EXERCISE TEXT Block Start

Reprint # 16: Implementing State-Level Mental Health Policy Reforms in Indiana: Closing a State-Operated Psychiatric Hospital and Passing Major Mental Health Reform Legislation

Elizabeth C. McDonel,* Lucinda Meyer,** and Richard Deliberty***

In recent years, the majority of U.S. states have been engaged in downsizing or altogether closing their state-operated psychiatric hospital systems (Lutterman, 1994). In this article, we describe the factors that helped bring about one such closure, Indiana's Central State Hospital. This facility closed its doors in the midst of public controversy and proposed legislation that would reform, restructure, and refinance state-funded mental health services. We outline events that contributed to, or threatened to derail, these two interrelated reform efforts, and we analyze the local context against the perspective of na­tional trends. Further, we show how this seemingly chaotic array of social and political events and pressures may be not only typical but necessary in the process of successful policy reform.

EXERCISE TEXT Block End
COLLECTED DATA Block Start

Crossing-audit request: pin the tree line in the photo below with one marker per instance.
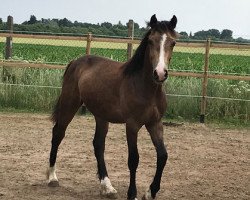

COLLECTED DATA Block End

> [EXERCISE TASKS]:
1: Answer these from the Indiana mental health policy text:
(a) Which state-operated psychiatric hospital closed?
(b) Which source is cited for the claim that most U.S. states have been downsizing or closing their state-operated psychiatric hospital systems?
(c) What three things would the proposed legislation do to state-funded mental health services?
2: Translate this sentence from the Indiana mental health policy text into Spanish: "In this article, we describe the factors that helped bring about one such closure, Indiana's Central State Hospital."
3: Quote the Indiana mental health policy text word for word, starting at "In recent years, the" and ending at "successful policy reform.".

> [RESPONSES TO THE TASKS]:
1:
(a) Indiana's Central State Hospital.
(b) Lutterman, 1994.
(c) Reform, restructure, and refinance them.

2: En este artículo, describimos los factores que ayudaron a provocar uno de esos cierres, el del Central State Hospital de Indiana.

3:
In recent years, the majority of U.S. states have been engaged in downsizing or altogether closing their state-operated psychiatric hospital systems (Lutterman, 1994). In this article, we describe the factors that helped bring about one such closure, Indiana's Central State Hospital. This facility closed its doors in the midst of public controversy and proposed legislation that would reform, restructure, and refinance state-funded mental health services. We outline events that contributed to, or threatened to derail, these two interrelated reform efforts, and we analyze the local context against the perspective of na­tional trends. Further, we show how this seemingly chaotic array of social and political events and pressures may be not only typical but necessary in the process of successful policy reform.